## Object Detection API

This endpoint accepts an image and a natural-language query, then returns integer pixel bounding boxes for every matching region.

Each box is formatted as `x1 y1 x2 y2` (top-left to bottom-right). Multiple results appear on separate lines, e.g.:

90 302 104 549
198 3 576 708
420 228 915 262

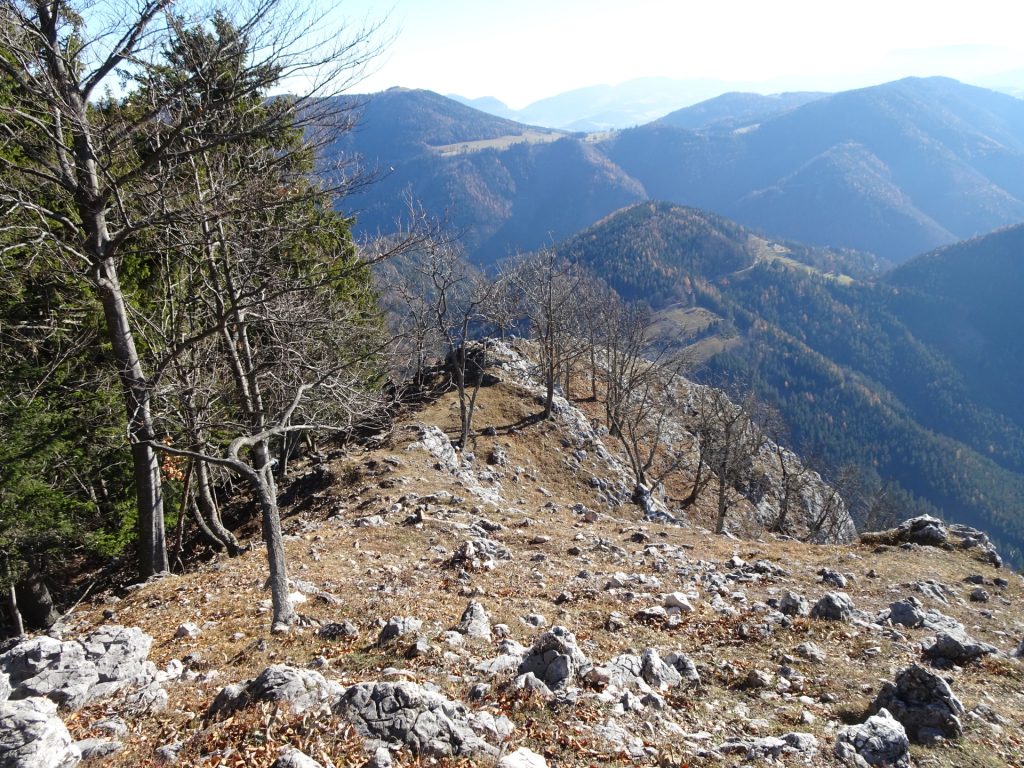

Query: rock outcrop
335 681 497 758
870 665 966 742
0 697 81 768
207 665 343 719
835 708 910 767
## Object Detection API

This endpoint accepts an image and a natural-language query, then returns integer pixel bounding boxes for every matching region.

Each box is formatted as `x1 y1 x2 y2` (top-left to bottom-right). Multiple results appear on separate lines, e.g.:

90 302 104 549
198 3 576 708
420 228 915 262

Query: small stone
75 737 124 759
794 642 827 663
969 588 990 603
810 592 855 621
665 592 695 613
498 746 547 768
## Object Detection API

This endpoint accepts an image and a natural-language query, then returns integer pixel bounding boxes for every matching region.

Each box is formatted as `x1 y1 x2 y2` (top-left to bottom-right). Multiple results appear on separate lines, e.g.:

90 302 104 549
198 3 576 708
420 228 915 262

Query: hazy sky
325 0 1024 107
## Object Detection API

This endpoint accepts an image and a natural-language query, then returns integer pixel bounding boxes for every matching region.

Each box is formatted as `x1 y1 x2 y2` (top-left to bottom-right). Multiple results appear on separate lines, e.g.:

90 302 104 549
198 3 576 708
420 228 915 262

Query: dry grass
57 375 1024 767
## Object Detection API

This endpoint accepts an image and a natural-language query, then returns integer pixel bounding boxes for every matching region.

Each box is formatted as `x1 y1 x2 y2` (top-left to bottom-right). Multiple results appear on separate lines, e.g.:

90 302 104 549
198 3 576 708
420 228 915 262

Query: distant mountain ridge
550 202 1024 566
336 77 1024 264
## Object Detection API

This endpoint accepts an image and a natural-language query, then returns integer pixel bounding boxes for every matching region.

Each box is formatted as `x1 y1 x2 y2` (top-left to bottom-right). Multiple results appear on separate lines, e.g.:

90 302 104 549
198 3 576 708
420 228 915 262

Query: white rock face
498 747 547 768
0 697 81 768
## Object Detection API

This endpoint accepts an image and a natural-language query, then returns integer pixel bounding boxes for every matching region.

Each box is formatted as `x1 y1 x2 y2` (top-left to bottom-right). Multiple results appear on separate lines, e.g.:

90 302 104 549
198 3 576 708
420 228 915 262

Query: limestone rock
456 602 492 641
922 629 998 665
335 681 497 758
0 697 81 768
835 708 910 767
810 592 855 621
779 591 810 617
665 651 701 686
870 664 965 742
887 598 924 628
0 626 154 711
719 732 817 761
317 621 359 641
517 626 591 690
377 617 423 645
207 665 343 719
173 623 201 640
0 671 10 703
498 746 547 768
73 738 124 760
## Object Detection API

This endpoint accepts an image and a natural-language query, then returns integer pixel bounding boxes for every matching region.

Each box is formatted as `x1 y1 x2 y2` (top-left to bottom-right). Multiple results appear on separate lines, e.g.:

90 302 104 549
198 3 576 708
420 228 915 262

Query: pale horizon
326 0 1024 108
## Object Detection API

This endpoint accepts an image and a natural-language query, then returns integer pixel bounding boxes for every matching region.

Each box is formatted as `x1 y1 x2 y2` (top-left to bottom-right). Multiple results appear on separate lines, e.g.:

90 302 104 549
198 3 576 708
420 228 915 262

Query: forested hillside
339 78 1024 265
545 203 1024 565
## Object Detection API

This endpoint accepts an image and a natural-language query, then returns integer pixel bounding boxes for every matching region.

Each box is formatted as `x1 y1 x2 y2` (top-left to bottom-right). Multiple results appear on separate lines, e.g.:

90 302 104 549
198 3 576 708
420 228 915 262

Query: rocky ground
2 344 1023 767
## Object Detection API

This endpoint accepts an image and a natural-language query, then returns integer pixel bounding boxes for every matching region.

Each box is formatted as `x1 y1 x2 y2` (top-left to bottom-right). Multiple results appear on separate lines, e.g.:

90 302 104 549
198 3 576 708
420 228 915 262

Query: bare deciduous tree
0 0 383 579
512 249 582 419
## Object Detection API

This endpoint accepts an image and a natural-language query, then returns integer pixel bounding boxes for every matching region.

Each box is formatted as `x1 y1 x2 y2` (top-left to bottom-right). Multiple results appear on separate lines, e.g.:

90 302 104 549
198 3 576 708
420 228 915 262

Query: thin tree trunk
4 582 24 638
93 256 169 577
250 449 293 630
195 457 243 555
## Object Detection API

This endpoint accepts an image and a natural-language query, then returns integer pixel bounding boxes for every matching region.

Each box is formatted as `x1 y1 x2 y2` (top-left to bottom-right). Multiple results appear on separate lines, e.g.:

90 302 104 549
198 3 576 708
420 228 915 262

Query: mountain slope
604 77 1024 261
546 203 1024 566
13 343 1022 768
656 91 826 131
333 79 1024 266
330 90 645 262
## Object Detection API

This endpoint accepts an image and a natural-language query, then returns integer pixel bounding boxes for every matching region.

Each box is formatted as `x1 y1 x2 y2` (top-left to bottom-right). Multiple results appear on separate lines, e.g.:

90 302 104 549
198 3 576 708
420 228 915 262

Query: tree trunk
3 582 24 639
194 446 243 555
715 477 729 534
93 257 169 577
250 447 293 630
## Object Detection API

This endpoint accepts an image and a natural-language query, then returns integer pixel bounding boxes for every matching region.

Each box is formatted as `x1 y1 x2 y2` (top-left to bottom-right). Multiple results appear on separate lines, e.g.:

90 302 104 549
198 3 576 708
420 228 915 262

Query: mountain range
552 202 1024 566
325 77 1024 562
334 77 1024 264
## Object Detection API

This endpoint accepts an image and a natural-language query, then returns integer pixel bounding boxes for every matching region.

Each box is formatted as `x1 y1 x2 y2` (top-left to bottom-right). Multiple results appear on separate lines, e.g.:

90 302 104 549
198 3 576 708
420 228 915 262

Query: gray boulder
377 617 423 645
207 665 343 719
922 629 998 665
898 515 948 546
0 637 96 709
871 665 965 742
835 708 910 767
810 592 855 621
335 681 496 758
456 602 492 641
779 591 810 617
517 626 591 690
665 651 701 686
887 598 925 628
0 671 10 703
0 626 155 711
0 697 81 768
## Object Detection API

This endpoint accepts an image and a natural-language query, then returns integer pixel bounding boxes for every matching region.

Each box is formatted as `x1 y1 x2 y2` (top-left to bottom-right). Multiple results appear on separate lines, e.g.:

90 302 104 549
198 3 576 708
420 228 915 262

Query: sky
323 0 1024 108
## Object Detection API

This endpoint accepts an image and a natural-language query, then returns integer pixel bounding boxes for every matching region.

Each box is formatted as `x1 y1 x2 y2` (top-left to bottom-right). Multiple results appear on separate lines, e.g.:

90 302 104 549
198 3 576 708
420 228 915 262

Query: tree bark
249 446 293 629
3 582 24 639
93 256 169 576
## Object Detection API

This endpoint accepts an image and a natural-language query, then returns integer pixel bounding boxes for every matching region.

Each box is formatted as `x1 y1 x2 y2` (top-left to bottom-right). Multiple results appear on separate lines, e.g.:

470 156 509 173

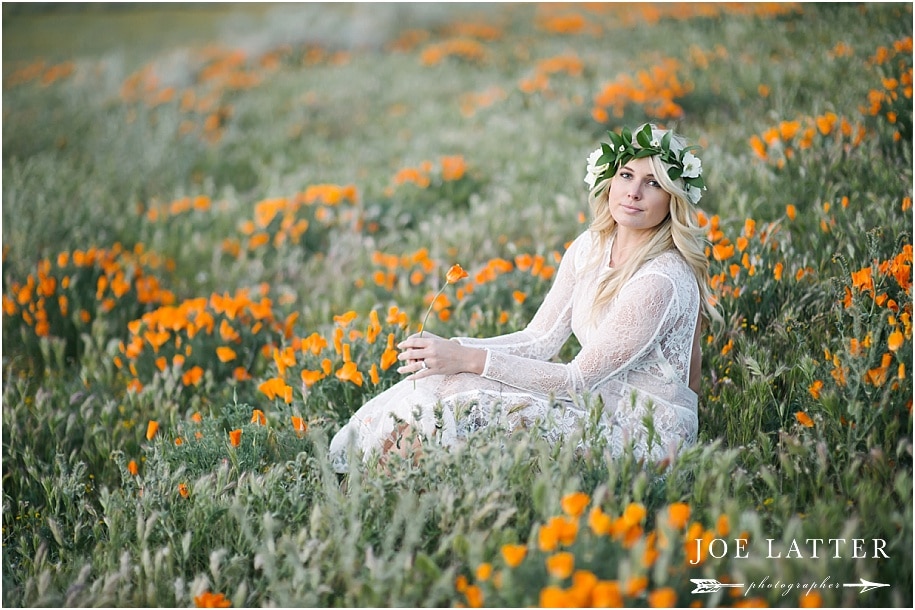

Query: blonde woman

☆ ☆ ☆ ☆

• What the exercise asks: Text only, pictures out: give every record again as written.

• Result for this task:
## Object Detection API

This endpoint accepts an image and a natural-language query, then returns integer pixel bounding boxes for every matching region.

Each box is formatted as `x1 y1 x2 y2` (top-left to bottom-right). Multiple results appear on separate lines, e.g.:

90 302 104 549
198 3 576 708
420 228 915 262


Query: rock outcrop
335 681 497 758
870 665 966 742
0 697 81 768
207 665 343 719
835 708 910 767
## Object Detection API

This endpoint accepts an image and a natural-language query, then returns integer pixel bounding boxes for every matching region.

Each box is formatted as `x1 y1 x2 y2` (top-left to bottom-right). Multiple results appear on separate lines, e.g.:

90 302 104 549
198 3 576 708
420 228 915 262

Query: small stone
75 737 124 759
794 642 827 663
969 588 990 603
810 592 855 621
665 592 695 613
498 746 547 768
## Object Detection API

This endpoint accepts an image and a natural-language query, then returns integer pixel bounding boxes for every matching region.

Each box is formatted as `x1 y1 x2 y2` (top-left to bottom-right). Multiple results appear on separate lines, e.g.:

90 302 104 549
198 3 576 708
420 228 915 262

Query: hazy sky
325 0 1024 107
## Object Detection API

This endpoint accepts an image and a natural-language query, then returns integer pixel bounding boxes for every matching region.

Each box is formatted as `x1 y1 x2 y2` (top-left to bottom-right). Multiple results appear on separate lines, e.g.:

90 302 104 549
198 3 576 708
420 228 915 262

Query: dry grass
57 375 1024 767
## Object Detection API

This endpoint accepts an image and a natural-language query, then returns integer pixel bounding boxes for every matching region.

Each box is formatted as `x1 y1 x2 y2` (top-left to bottom-right). Multiple results appear on separate lines, e.g.:

90 302 104 549
198 3 576 708
420 228 915 262

Query: distant mountain ridge
550 202 1024 566
336 77 1024 264
## Object Detection API

This endpoint accepts an image and a natural-language query, then returns integer pixel bounding boxes for every matching region.

Each box is formatted as `x1 y1 x2 y2` (top-left to bottom-right). Multiple results appear on separate lines, e.g.:

90 302 104 549
198 3 576 708
420 228 915 262

Query: white rock face
498 747 547 768
0 697 81 768
## Object Detection API

This endpoint accepts an image and a natural-language query, then returns integer pixel bounding boxes for every matching region.

Each box is formatted as `x1 y1 x2 y2` (top-left to bottom-right). Multiple results appear on separate lines, e.g.:

90 302 104 549
198 3 576 708
420 228 915 262

Query: limestone rock
456 602 492 641
922 629 998 665
335 681 497 758
0 697 81 768
835 708 910 767
810 592 855 621
779 591 810 617
665 651 701 686
870 664 965 742
887 598 924 628
0 626 154 711
719 732 817 761
317 621 359 641
517 626 591 690
377 617 423 645
207 665 343 719
173 623 201 640
0 671 10 703
498 746 547 768
73 738 124 760
## Object Detection API

This endpoint accepts an image and a natural-language query, then returns integer pixel bounding boxes for every matching region.

Each box is formatted as `x1 y1 x2 y2` (top-left to bottom-right). Multiple results appear on separate lines, e.g.:

90 302 104 549
198 3 576 708
420 228 915 262

Query: pale horizon
326 0 1024 108
## Object Detection API

This endpoint accepts an image and a natural-language query, then returns integer pixel bounding boxes for every matching region.

Each box is formatted as `x1 y1 x2 y2` (top-left to bottom-right). Multiple results appear on separate lines, e.g.:

90 302 104 549
198 3 576 708
420 228 915 262

Query: forested hillside
339 78 1024 265
545 203 1024 565
## Object Detection API

This endpoint accepts an image and a natural-language query, then returns integer pixel bounding boxes for every matching region.

Each box is formatted as `x1 y1 x2 y2` (top-left to bottom-right). Multiple results appear on separate lines, e.g.:

90 302 104 549
198 3 576 708
420 228 915 262

Query: rocky ground
2 344 1023 767
## Object Detection API

This endpoint accepts an image and a natural-language query, then returns integer pixel bounding boxes for every matching region.

Each box is formatted as `x1 y1 x2 y2` (top-left to bottom-right). Multiple results appear on separate lines, e.g.:

90 302 104 549
198 3 576 708
420 228 915 262

Query: bare deciduous tree
0 0 383 579
512 249 582 419
## Object Detection API

This endpoint accepts an image and a natural-language query, then returns integer pixel bounding boxes for every matching region.

Each box is formatted as `x1 y1 x2 y2` (top-left to bottom-right). Multiple results appear on separate lines, e.g.:

90 302 104 549
198 3 576 708
420 228 915 262

Query: thin tree trunk
4 582 24 638
93 256 169 577
250 449 293 630
195 457 243 555
## Object Detection API

This endpoint accepts an image and a natural-language query, then returns integer pixel bounding boxes for every matching region.

Each box is formatted as `x1 y1 x2 y2` (top-left to bottom-right). Multiple results appear on separate lines, e.g.:

90 302 104 549
198 3 576 708
420 228 915 262

Query: mountain slope
604 77 1024 261
546 203 1024 566
13 343 1022 768
656 91 826 131
333 79 1024 266
330 90 645 262
## Object Detection API

This endpoint accepts an image and a natural-language query, then returns integer pixel bounding boxes for every matching region.

Each box is formatted as `x1 y1 x2 y2` (top-left to bottom-right). Multiple results appear on separate lines, e.g.:

90 302 104 549
198 3 576 708
420 228 915 262

Query: tree trunk
3 582 24 639
194 446 243 555
715 477 729 534
93 257 169 577
250 447 293 630
## Object Detection API

This endpoint accepts an image and a natural-language query, then returns integer pixel bounding boxes for every matching region.

Each box is formatted as `x1 y1 x2 y2` (top-left to bottom-right). Multiple results appear on separate lines, e.g.:

90 302 104 549
198 3 576 708
420 228 915 262

Query: mountain range
552 202 1024 566
325 77 1024 562
334 77 1024 264
## Object Detection API

This endpoint accepts an image and a natural-language query, then returns integer pixel bounding boxes for every matching region.

Each box is formatted as `x1 y1 x2 y2` (top-left to bottom-right). Multiple results appear on separate lines, e.g.:

90 302 104 549
198 3 576 708
420 228 915 262

Query: gray boulder
377 617 423 645
207 665 343 719
922 629 998 665
898 515 948 546
0 637 96 709
871 665 965 742
835 708 910 767
810 592 855 621
335 681 496 758
456 602 492 641
779 591 810 617
517 626 591 690
665 651 701 686
887 598 925 628
0 671 10 703
0 626 155 711
0 697 81 768
## Object Detection API

This endpoint accepts an image and a natural-language query, then returns integer pixel bounding boxes for every matching region.

Each box is formatted as `x1 y1 x2 y2` (top-left to bottom-right). Multiple results appear on separate lines, e.g.:

90 302 104 549
198 3 576 708
420 228 915 262

Query: sky
323 0 1024 108
## Object Detection API

This endpoint accepts an image and a natural-language query, then returns integer pixel bounding boxes for every matching region.

Each box is formatted as `x1 y1 x2 y2` (top-left to bottom-right). Multiple results appear on separate lines, e.g.:

90 302 104 549
198 3 576 708
420 228 915 262

Query: tree bark
249 446 293 629
3 582 24 639
93 256 169 576
## Object Detection API

This endpoint accepts an image and a natural-language query, then returns integer pixel bounding boxes for every matching region.

Each box is formatted as `x1 y1 x2 y2` (top-left to bottom-right). Multiple results appear on separate lines, e.g.:

470 156 509 173


Query: blonde woman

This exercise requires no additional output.